# Kutipan Halaman:
Realisasi pajak melenceng

Selasa, 08 Januari 2013 - 06:29 WIB
Realisasi pajak melenceng
Realisasi pajak melenceng
A A A
Pelaku usaha dengan omzet di atas Rp4,8 miliar per tahun siap-siap menerima kunjungan petugas pajak. Meski draf peraturan pemerintah (PP) masih dirumuskan, Direktorat Jenderal (Ditjen) Pajak memastikan aturan tersebut sudah bisa diberlakukan tahun ini.

Pelaku usaha dengan omzet sebesar itu akan dikenakan pajak penghasilan (PPh) sebesar 1 persen. Kelompok usaha yang kena pajak itu bukan masuk kategori mikro, Ditjen Pajak menggolongkan sebagai kelompok usaha yang tidak terorganisasi dengan pekerja terbatas, tetapi memiliki omzet yang besar.

Untuk kelompok usaha tersebut, Direktur Jenderal (Dirjen) Pajak Fuad Rahmany mengaku belum memiliki angka akurat seberapa banyak jumlahnya, karena data dari Kementerian Koperasi dan UKM masih diragukan keabsahannya. Dengan kebijakan baru tersebut,Dirjen Pajak meyakini akan berdampak terhadap penerimaan pajak.

“Kita meyakini di sini ada potensi perpajakan,” tegas Fuad, yang percaya pengenaan pajak terhadap pelaku usaha dengan omzet minimal Rp4,8 miliar itu tidak memberatkan.

Selama ini, pelaku usaha yang beromzet besar tersebut memang belum tersentuh. Padahal, pemerintah sedang menggenjot penerimaan pajak yang belakangan semakin jauh dari pemenuhan target.

Tahun ini pemerintah menargetkan penerimaan pajak sebesar Rp1.178,9 triliun atau 70 persen dari Anggaran Pendapatan dan Belanja Negara (APBN) sebesar Rp1.683 triliun.

Ironisnya, target pajak yang terus membengkak dari tahun ke tahun tidak berkorelasi langsung terhadap penerimaan.Tengok saja pemerintah mematok target pajak tahun lalu sebesar Rp1.106 triliun, tetapi realisasi penerimaan hanya mencapai sebesar Rp980 triliun.
Berdasarkan data Kementerian Keuangan yang dipublikasikan awal tahun ini,pendapatan pajak hanya terealisasi sekitar 96,1 persen dari APBN Perubahan tahun lalu.

(Catatan anotasi deteksi)
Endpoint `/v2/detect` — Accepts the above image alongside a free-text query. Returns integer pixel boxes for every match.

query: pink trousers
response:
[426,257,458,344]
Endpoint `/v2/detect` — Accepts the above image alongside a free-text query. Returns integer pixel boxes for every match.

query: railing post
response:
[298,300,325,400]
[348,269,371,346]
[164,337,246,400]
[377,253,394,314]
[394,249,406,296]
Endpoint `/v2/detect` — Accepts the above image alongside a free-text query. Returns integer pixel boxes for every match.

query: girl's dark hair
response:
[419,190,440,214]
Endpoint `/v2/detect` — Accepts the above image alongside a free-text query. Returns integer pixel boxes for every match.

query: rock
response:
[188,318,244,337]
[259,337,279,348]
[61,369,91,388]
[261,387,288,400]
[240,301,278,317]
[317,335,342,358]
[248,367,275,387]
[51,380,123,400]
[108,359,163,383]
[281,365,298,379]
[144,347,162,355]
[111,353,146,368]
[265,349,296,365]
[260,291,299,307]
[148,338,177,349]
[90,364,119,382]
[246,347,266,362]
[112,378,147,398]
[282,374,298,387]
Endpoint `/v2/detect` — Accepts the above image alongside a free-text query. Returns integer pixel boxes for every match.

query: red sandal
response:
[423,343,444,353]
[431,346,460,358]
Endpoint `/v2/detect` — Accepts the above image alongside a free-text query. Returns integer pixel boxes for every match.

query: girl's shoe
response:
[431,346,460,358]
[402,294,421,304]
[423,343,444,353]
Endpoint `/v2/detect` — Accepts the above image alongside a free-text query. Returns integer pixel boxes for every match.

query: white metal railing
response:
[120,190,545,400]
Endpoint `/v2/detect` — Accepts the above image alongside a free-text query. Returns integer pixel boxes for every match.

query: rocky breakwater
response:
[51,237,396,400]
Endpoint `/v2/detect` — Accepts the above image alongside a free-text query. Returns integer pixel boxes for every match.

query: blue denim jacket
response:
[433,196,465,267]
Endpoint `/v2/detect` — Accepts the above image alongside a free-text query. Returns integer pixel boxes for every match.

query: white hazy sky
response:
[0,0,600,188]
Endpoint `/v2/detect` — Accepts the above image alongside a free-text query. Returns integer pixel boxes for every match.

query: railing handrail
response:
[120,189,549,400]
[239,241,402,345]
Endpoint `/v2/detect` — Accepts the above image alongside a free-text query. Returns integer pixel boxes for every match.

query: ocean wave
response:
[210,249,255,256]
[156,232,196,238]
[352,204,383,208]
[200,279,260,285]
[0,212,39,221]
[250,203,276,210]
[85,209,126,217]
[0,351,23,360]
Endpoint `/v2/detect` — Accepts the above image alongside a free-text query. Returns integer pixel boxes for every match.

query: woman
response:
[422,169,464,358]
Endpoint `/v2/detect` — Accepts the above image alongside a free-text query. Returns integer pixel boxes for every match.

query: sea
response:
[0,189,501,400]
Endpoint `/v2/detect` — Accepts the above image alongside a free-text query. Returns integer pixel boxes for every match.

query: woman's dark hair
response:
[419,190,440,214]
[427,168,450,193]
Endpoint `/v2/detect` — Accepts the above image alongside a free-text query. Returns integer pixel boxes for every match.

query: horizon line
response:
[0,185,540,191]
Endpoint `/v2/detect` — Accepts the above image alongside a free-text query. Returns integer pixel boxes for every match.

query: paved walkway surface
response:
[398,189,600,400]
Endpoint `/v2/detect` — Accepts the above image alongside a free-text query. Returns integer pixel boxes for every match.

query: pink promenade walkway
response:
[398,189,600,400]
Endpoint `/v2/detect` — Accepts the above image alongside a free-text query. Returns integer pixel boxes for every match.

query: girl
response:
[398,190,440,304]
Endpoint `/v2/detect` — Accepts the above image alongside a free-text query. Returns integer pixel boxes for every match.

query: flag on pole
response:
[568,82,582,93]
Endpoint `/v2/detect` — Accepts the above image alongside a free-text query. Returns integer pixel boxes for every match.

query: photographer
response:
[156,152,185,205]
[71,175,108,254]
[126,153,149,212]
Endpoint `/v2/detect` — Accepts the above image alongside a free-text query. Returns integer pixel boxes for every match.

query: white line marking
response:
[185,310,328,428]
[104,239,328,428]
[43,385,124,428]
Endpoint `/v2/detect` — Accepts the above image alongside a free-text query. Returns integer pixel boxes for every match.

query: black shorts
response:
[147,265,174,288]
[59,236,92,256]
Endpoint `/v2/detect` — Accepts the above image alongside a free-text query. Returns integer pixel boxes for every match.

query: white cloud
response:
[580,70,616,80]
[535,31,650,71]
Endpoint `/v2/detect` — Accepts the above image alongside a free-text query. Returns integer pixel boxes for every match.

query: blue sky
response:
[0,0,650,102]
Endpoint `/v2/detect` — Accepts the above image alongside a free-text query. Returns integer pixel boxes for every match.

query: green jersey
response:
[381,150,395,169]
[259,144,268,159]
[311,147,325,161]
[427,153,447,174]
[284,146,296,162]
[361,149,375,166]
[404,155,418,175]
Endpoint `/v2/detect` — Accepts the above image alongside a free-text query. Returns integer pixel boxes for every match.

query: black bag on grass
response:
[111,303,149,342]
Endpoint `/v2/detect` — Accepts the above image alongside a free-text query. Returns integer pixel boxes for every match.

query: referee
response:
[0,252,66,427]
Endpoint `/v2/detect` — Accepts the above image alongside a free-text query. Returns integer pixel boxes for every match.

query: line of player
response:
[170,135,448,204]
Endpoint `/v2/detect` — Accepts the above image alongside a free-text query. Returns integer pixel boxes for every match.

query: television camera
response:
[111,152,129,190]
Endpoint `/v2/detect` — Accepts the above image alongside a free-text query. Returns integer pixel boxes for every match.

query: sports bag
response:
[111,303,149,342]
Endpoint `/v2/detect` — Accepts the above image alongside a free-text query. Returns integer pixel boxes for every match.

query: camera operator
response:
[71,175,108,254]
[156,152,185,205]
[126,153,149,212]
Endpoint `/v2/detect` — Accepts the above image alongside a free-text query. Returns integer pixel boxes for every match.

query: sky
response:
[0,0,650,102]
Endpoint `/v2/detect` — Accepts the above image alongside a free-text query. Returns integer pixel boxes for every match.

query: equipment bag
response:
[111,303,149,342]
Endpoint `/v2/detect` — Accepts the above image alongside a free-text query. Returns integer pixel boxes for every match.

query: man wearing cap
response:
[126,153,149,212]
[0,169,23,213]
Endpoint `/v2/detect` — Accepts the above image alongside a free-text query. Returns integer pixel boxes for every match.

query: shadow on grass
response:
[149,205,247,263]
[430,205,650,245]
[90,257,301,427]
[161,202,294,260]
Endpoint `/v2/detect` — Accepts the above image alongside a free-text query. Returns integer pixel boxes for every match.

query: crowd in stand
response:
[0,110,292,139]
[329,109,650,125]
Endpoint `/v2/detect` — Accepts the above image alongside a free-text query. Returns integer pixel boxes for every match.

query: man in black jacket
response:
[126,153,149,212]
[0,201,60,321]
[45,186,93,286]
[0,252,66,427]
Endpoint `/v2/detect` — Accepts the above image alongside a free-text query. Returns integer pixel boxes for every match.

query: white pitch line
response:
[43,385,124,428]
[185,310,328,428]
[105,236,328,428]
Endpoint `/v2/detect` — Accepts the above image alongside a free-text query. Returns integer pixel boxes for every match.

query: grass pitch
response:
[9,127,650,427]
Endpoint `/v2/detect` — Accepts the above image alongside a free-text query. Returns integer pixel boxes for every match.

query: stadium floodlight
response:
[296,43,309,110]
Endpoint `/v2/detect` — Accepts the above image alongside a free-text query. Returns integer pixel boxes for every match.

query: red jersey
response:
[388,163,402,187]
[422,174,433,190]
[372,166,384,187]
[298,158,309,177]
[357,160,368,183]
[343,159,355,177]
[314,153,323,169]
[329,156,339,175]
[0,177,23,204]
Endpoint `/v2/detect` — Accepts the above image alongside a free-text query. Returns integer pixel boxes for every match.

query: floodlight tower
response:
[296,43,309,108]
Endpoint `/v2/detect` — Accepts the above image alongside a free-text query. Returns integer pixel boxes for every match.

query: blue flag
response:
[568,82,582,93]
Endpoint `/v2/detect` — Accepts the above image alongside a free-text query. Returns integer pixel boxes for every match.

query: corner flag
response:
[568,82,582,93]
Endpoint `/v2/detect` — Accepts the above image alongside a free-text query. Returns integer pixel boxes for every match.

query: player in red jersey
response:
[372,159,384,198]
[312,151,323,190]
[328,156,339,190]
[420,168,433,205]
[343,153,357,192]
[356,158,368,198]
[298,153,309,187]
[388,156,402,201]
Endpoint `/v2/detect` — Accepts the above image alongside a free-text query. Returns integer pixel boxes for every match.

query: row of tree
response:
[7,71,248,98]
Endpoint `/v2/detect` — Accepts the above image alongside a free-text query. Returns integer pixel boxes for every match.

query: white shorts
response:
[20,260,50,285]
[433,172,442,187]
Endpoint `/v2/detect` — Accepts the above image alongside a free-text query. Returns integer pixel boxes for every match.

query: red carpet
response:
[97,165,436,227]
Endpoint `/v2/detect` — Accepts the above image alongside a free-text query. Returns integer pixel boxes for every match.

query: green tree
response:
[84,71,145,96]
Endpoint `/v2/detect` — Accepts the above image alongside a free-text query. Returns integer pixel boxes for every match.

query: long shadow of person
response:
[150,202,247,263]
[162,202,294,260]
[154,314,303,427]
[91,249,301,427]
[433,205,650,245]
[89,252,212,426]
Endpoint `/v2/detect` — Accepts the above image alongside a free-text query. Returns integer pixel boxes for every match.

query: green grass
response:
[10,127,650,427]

# Daftar Tugas:
- a) Dalam artikel tentang realisasi pajak, berapa target penerimaan pajak yang ditetapkan pemerintah untuk tahun ini?
- b) Lanjutkan artikel tentang realisasi pajak mulai dari setelah kalimat terakhirnya.

# Jawaban:
- a) Rp1.178,9 triliun, atau 70 persen dari APBN sebesar Rp1.683 triliun.

- b)
Sebelumnya, Dirjen Pajak sudah “berteriak” bahwa target penerimaan pajak 2012 tidak akan mencapai target. Hal itu dipicu anjloknya nilai ekspor Indonesia dan penurunan harga komoditas tambang di pasar internasional sebagai dampak dari perlambatan krisis ekonomi global, di mana negara-negara tujuan ekspor terpukul krisis tersebut terutama untuk produk tekstil, elektronik, hingga hasil tambang.

“Sektor pertambangan dan manufaktur khususnya yang berorientasi ekspor, paling anjlok penerimaan pajaknya,” jelas Fuad menjelang tutup tahun lalu.

Penerimaan pajak di bawah target yang dipatok pemerintah untuk tahun 2012 bukan sekadar dampak dari krisis perekonomian global yang berkepanjangan,namun juga masih terkendala dengan rendahnya kesadaran masyarakat melaksanakan kewajiban membayar pajak.

Dari 60 juta penduduk yang dinyatakan mampu membayar pajak, realisasinya tidak lebih dari 25 juta. Hal itu sangat menggemaskan bagi petugas pajak yang dipatok menghasilkan penerimaan pajak yang tinggi.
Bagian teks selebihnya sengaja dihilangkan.